> _Problem details_: Copy out every line of the data that has the word "below" somewhere in it.

> _Records_:
# # #

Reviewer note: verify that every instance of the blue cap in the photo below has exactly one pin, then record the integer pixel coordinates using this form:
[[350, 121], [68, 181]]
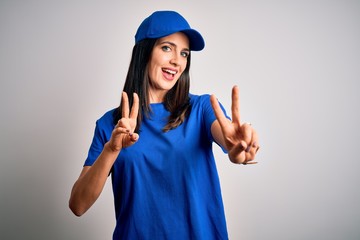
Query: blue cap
[[163, 23]]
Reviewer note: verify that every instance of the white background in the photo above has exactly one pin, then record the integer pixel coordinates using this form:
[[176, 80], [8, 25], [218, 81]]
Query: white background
[[297, 63]]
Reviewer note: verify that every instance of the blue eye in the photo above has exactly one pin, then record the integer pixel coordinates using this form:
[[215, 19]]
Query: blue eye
[[166, 48], [185, 54]]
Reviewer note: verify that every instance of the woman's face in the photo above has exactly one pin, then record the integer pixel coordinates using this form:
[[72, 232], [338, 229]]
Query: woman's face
[[167, 63]]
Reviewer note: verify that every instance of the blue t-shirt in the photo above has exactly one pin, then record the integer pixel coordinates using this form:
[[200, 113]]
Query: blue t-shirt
[[166, 185]]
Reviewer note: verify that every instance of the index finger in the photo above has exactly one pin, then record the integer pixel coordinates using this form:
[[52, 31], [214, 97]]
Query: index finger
[[235, 105], [135, 106], [218, 111], [125, 105]]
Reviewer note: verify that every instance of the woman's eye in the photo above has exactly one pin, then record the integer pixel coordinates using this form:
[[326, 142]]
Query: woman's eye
[[185, 54], [166, 48]]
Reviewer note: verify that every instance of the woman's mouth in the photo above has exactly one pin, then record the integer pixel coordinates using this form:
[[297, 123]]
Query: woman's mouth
[[169, 73]]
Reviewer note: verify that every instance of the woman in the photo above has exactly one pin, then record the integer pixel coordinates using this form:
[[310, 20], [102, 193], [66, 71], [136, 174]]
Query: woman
[[157, 145]]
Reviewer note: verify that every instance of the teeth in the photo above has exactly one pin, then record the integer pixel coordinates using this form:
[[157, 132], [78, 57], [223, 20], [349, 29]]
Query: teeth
[[170, 71]]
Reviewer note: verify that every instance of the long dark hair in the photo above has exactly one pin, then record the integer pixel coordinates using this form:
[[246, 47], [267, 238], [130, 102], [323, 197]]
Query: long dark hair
[[176, 101]]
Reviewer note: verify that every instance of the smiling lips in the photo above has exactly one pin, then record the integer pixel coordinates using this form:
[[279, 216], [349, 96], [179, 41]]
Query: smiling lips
[[169, 74]]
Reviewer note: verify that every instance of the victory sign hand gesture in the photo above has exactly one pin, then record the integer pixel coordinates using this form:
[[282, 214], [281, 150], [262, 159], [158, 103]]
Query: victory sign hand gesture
[[240, 140], [123, 134]]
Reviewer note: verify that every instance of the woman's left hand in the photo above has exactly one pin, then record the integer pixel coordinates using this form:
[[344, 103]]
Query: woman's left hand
[[240, 140]]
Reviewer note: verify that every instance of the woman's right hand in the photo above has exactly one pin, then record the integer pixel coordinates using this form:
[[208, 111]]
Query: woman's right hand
[[123, 134]]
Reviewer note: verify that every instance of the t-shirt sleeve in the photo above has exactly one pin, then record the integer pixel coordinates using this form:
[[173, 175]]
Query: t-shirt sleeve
[[96, 146], [209, 117]]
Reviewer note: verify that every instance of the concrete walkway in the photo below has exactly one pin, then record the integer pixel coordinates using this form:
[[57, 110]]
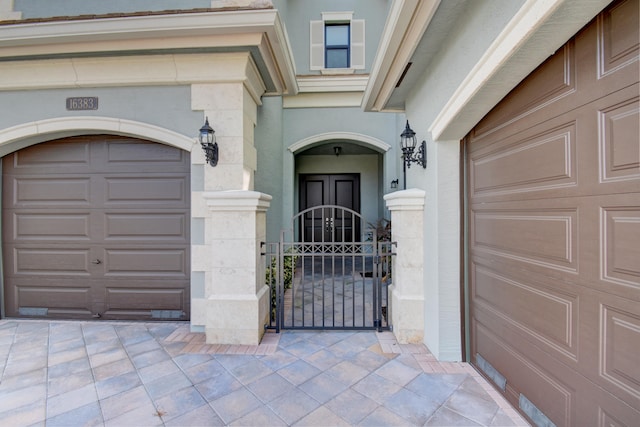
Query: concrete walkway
[[57, 373]]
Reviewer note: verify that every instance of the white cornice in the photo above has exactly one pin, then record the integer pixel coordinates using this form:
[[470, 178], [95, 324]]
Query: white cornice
[[406, 23], [314, 140], [355, 83], [535, 32], [259, 29], [23, 135], [133, 71]]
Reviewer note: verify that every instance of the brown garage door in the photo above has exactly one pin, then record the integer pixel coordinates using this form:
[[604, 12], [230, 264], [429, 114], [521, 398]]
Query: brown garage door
[[554, 232], [96, 226]]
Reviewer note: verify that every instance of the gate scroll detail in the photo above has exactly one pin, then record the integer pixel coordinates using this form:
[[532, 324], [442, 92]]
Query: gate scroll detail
[[325, 273]]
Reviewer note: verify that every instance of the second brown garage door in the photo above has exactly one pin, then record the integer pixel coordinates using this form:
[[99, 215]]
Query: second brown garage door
[[96, 227], [554, 232]]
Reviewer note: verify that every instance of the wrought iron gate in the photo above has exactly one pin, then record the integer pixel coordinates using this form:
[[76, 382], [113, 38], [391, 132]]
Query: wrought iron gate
[[325, 273]]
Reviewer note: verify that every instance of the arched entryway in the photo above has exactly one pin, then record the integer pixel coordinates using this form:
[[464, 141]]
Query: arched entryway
[[96, 227], [341, 161]]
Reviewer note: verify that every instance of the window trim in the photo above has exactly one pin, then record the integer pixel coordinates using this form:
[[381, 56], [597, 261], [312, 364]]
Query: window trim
[[337, 47], [356, 48]]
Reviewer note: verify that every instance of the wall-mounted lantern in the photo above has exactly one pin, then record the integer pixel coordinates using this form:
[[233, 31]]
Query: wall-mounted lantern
[[208, 142], [408, 145], [409, 154]]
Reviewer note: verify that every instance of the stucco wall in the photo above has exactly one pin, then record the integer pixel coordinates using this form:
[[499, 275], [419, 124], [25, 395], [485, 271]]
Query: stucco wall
[[475, 29], [269, 174]]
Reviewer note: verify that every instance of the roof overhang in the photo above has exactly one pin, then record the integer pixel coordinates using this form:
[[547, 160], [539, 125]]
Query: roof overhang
[[535, 32], [259, 32]]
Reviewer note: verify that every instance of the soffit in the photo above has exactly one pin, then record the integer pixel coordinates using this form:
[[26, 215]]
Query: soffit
[[259, 32], [415, 30]]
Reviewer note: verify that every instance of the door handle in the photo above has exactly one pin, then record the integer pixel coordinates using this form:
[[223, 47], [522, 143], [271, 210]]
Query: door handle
[[328, 224]]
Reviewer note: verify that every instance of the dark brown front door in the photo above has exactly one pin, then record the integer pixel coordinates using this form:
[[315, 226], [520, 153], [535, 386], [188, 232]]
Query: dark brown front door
[[97, 227], [554, 232], [330, 225]]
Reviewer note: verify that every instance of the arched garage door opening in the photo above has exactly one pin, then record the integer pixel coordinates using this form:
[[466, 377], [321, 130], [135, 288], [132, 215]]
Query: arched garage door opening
[[96, 227]]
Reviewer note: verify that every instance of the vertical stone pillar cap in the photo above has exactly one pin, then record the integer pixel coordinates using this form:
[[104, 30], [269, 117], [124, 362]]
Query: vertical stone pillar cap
[[237, 200], [411, 199]]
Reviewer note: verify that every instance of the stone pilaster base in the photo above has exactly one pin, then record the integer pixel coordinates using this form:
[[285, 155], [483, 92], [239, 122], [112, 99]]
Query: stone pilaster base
[[237, 319]]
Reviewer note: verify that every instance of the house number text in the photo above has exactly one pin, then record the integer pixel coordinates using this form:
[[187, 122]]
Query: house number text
[[82, 103]]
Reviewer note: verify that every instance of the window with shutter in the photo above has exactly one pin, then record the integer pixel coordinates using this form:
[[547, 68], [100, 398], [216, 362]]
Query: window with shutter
[[337, 42]]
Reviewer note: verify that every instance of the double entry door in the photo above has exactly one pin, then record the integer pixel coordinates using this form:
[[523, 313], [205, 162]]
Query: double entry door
[[330, 225]]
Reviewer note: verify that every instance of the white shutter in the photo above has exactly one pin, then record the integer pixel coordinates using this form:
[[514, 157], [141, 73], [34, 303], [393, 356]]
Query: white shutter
[[357, 44], [316, 55]]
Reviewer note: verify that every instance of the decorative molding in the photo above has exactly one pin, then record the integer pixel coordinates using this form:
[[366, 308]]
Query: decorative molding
[[534, 33], [244, 30], [133, 71], [23, 135], [412, 199], [406, 23], [7, 12], [237, 200], [369, 141], [333, 83], [323, 100]]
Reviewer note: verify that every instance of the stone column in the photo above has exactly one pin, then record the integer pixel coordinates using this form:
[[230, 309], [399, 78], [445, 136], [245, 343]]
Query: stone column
[[237, 298], [407, 291], [230, 300]]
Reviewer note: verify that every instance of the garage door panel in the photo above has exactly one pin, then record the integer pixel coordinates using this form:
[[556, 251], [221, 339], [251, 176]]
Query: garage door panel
[[618, 141], [31, 191], [556, 80], [539, 161], [49, 261], [554, 226], [57, 157], [620, 237], [147, 226], [554, 393], [70, 226], [151, 263], [47, 298], [169, 191], [130, 154], [518, 307], [618, 37], [538, 236], [618, 362], [140, 300], [91, 218], [549, 160]]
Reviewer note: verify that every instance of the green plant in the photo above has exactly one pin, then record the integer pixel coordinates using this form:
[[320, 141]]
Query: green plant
[[382, 228]]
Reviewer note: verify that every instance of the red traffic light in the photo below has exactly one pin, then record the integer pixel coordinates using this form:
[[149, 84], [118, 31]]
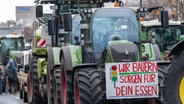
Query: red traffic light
[[114, 67]]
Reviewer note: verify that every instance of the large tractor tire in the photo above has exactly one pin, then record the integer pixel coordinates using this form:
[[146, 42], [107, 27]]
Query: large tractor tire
[[57, 78], [87, 86], [66, 84], [33, 84], [172, 83]]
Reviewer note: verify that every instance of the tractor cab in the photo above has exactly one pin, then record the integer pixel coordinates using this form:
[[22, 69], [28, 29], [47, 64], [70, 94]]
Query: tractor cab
[[113, 24]]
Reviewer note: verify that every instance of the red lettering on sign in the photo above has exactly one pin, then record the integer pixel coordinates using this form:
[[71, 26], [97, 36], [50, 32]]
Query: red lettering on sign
[[124, 91], [146, 90], [124, 67], [149, 78], [144, 67], [131, 79]]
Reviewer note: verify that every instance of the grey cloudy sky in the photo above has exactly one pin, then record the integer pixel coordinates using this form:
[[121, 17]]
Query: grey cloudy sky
[[7, 8]]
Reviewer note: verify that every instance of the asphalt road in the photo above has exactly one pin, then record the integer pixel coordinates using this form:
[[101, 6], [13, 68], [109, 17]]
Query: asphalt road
[[10, 99]]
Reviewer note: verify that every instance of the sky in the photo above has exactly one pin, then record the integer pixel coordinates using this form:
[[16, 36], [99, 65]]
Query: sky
[[7, 8]]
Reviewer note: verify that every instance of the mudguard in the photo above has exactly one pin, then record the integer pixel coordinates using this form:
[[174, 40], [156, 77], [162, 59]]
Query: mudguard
[[72, 55], [177, 49]]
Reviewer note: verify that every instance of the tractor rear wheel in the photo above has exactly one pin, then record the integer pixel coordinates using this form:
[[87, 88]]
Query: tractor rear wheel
[[66, 84], [87, 86], [172, 84], [33, 84], [57, 78]]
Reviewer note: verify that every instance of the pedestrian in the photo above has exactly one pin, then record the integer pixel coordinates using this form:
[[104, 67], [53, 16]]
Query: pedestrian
[[11, 75], [1, 78]]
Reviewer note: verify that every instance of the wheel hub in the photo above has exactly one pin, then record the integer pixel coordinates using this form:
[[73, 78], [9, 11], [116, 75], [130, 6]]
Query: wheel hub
[[182, 90]]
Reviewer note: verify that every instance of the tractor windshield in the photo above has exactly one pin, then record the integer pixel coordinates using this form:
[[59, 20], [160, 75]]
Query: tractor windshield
[[109, 22], [12, 43], [165, 38]]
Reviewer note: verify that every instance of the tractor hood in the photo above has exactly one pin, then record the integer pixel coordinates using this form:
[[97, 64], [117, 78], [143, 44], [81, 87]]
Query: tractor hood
[[122, 51]]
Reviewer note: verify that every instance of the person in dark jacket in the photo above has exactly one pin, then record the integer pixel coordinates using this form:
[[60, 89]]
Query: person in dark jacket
[[11, 74], [1, 78]]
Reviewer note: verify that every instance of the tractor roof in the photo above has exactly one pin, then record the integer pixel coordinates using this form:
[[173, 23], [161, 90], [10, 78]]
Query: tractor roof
[[11, 36], [158, 23]]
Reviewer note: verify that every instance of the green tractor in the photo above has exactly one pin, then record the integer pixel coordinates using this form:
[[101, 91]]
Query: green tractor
[[11, 47], [105, 39], [102, 61], [165, 38], [170, 41]]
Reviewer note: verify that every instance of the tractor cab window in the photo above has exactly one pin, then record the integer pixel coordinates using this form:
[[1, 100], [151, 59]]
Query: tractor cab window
[[166, 38], [12, 44], [113, 23]]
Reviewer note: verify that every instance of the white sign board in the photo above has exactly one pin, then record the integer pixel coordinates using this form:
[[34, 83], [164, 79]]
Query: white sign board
[[131, 80]]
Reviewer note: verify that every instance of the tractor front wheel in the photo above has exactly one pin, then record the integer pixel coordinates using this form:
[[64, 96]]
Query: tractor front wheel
[[66, 84], [87, 86], [172, 84]]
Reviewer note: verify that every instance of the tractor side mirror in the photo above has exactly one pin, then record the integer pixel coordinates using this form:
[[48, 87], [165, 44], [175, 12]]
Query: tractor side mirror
[[68, 22], [51, 27], [39, 11], [164, 19], [26, 68]]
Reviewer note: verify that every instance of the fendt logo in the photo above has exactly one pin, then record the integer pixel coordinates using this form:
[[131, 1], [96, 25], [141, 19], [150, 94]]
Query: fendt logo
[[41, 43]]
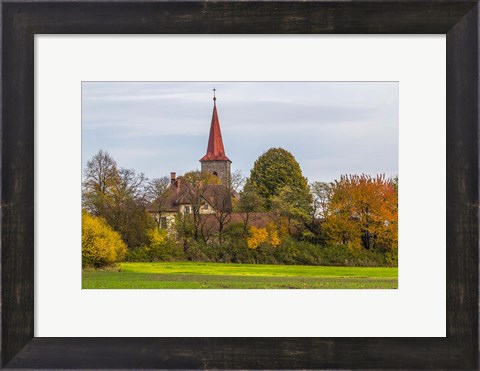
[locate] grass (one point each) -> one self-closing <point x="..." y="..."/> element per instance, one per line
<point x="189" y="275"/>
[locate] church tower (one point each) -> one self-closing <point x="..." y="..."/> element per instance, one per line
<point x="215" y="161"/>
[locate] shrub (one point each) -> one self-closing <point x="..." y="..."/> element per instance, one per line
<point x="159" y="248"/>
<point x="101" y="246"/>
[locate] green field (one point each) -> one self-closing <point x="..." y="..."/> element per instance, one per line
<point x="187" y="275"/>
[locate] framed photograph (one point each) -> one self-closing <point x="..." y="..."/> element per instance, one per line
<point x="77" y="93"/>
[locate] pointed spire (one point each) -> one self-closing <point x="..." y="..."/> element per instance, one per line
<point x="215" y="150"/>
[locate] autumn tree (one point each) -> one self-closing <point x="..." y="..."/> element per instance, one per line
<point x="157" y="195"/>
<point x="100" y="176"/>
<point x="101" y="245"/>
<point x="127" y="210"/>
<point x="274" y="170"/>
<point x="363" y="212"/>
<point x="119" y="196"/>
<point x="197" y="184"/>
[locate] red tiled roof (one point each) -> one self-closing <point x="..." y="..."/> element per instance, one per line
<point x="215" y="150"/>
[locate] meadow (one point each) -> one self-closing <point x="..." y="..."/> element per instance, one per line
<point x="195" y="275"/>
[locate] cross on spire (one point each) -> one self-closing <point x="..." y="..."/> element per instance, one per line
<point x="215" y="150"/>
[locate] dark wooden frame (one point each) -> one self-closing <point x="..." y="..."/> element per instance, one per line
<point x="459" y="20"/>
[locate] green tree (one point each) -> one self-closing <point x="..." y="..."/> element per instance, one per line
<point x="292" y="207"/>
<point x="119" y="196"/>
<point x="197" y="184"/>
<point x="250" y="202"/>
<point x="276" y="169"/>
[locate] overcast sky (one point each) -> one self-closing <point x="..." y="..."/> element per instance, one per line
<point x="331" y="128"/>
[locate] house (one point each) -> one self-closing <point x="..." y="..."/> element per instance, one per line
<point x="183" y="198"/>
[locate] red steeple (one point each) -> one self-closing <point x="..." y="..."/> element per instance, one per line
<point x="215" y="150"/>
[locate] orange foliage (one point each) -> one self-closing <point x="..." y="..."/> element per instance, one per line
<point x="260" y="236"/>
<point x="363" y="212"/>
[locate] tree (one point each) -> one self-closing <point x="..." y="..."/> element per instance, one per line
<point x="119" y="196"/>
<point x="101" y="246"/>
<point x="157" y="195"/>
<point x="250" y="202"/>
<point x="237" y="181"/>
<point x="101" y="176"/>
<point x="320" y="196"/>
<point x="292" y="207"/>
<point x="127" y="208"/>
<point x="274" y="170"/>
<point x="197" y="184"/>
<point x="363" y="212"/>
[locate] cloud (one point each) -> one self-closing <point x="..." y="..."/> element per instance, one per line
<point x="331" y="128"/>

# # #

> _Solution to the problem_:
Reviewer note: verify that every instance of the blue cap in the photo below has exactly one pin, then record the integer pixel coordinates using this form:
Reviewer note: verify that every instance of the concrete walkway in the photo below has exactly one pin, then record the integer pixel coordinates using this form:
Reviewer note: verify that every instance of the red traffic light in the photo below has exactly one pin, then record the integer pixel coordinates using this form:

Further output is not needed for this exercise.